TASK ITEM: Could you filter the records below down to the lines that include the word "bare"?
BEGIN
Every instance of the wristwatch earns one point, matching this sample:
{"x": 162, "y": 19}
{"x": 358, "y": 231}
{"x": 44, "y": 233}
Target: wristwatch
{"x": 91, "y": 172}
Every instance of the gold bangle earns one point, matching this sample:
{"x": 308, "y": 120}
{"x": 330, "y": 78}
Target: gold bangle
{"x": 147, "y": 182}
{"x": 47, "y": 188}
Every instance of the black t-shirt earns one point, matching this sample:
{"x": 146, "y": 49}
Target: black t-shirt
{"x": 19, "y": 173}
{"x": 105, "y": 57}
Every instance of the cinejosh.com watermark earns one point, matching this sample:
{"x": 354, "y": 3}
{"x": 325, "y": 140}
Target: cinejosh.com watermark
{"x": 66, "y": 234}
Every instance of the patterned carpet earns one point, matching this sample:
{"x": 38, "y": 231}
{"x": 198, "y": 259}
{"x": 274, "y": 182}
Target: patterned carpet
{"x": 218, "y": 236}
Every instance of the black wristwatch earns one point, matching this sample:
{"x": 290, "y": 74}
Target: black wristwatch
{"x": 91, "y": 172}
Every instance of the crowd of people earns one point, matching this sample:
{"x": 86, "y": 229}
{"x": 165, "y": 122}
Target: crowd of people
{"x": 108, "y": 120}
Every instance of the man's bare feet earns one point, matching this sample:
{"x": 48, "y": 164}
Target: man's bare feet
END
EXERCISE ANSWER:
Every instance of the man's bare feet earns one point, matching this sample:
Target: man's bare feet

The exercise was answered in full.